→ **ASSIGNED TASK**
Reproduce the data that follows in its entirety, character for character.

** PROVIDED INFORMATION follows **

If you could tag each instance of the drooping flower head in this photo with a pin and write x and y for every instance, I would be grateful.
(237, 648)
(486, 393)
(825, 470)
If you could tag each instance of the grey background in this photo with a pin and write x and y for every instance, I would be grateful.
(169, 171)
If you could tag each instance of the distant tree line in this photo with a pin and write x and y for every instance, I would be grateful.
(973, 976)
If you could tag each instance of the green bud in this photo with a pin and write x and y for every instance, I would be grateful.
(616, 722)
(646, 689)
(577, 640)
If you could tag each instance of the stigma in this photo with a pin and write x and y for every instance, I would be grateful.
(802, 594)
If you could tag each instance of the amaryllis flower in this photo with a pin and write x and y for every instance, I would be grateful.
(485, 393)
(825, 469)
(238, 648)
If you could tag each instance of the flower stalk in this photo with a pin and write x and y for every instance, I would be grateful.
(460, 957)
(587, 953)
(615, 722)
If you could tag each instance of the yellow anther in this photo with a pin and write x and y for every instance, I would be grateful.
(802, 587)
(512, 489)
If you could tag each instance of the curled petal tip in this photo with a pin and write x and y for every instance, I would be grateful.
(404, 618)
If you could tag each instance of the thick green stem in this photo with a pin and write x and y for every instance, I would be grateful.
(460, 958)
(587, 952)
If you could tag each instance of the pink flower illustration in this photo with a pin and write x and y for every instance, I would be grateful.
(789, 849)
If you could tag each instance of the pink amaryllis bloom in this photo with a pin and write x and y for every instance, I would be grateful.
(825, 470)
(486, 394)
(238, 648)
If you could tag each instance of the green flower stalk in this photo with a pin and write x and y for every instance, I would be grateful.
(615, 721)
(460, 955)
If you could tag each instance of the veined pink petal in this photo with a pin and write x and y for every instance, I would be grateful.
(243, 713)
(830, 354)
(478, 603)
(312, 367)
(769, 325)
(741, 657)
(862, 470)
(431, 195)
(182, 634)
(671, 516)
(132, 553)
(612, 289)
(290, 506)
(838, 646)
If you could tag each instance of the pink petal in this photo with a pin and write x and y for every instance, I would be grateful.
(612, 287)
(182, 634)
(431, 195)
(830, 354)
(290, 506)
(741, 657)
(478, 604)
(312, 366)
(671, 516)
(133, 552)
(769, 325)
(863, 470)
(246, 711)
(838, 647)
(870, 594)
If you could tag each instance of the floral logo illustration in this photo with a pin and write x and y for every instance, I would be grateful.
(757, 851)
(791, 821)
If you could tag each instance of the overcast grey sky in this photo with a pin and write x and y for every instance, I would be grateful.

** End of PROVIDED INFORMATION **

→ **SOLUTION FOR THIS TASK**
If you could tag each instance of the drooping flower head in this photo with a pin and write x and y for every instance, I would be grateful.
(237, 648)
(486, 393)
(825, 470)
If you could tag each instance of the grey background in this photo with a pin and write x and y for every instance, I would be grateful.
(169, 171)
If you could tag each instance of the distant tree line in this photo with a pin and write x and y for every instance, I would be grateful.
(973, 976)
If you could tag each instance of the green bud in this photo with a pin and write x and y for every instance, I would be grateful.
(616, 722)
(646, 689)
(577, 640)
If you could tag each instance of the stigma in this photo with a pin and write x and y for every instance, I would be grateful.
(802, 594)
If you could tag each instance of the amaryllis flower in this photo with a pin and write x and y for every instance, I would be grateful.
(485, 393)
(825, 469)
(238, 648)
If you could tag each instance of the flower stalk in this photo with a pin and write x and y for every instance, I would be grateful.
(460, 957)
(587, 953)
(615, 722)
If you could tag each instance of the yellow anther in this photo with a pin and write x and y for every instance, I would be grateful.
(802, 587)
(512, 489)
If you could tag each instance of the curled petal tip in this photo with a pin and write x and y for every instance, I would be grateful.
(404, 618)
If you could tag each instance of the thick green stem in this photo with a pin and write x and y for every instance, I would be grateful.
(460, 958)
(587, 952)
If you could tag each instance of the pink flower illustration in this photo with a pin and write x and y for every instance, I would be grateful.
(789, 849)
If you could tag each instance of the pink amaryllis bloom in this photo with a pin and write x and y for every instance, I would be grateful.
(825, 470)
(486, 394)
(238, 648)
If you could tag each instance of the green flower stalk in this photo with a pin and write x and y for every instance, I would be grateful.
(615, 721)
(460, 955)
If you could tag each instance of the veined pink petal in this photo with a pin and write x and y for every instance, I would be grateful.
(243, 713)
(830, 354)
(478, 603)
(312, 367)
(769, 325)
(741, 657)
(862, 470)
(431, 195)
(182, 634)
(671, 516)
(132, 553)
(612, 289)
(290, 506)
(838, 646)
If you could tag each instance of the pink petal in this photo with a pin and write x and y for every instance, I would be grateful.
(612, 287)
(182, 634)
(431, 195)
(830, 354)
(290, 506)
(741, 657)
(478, 604)
(312, 366)
(671, 516)
(133, 552)
(769, 325)
(863, 470)
(246, 711)
(838, 647)
(870, 594)
If you could tag each instance of the floral logo illustration in this photo with a pin and write x and y for every instance, I would be grateful.
(757, 851)
(791, 821)
If you could tag each instance of the overcast grey sky in this photo with a pin and write x and y for every instance, I would be grateful.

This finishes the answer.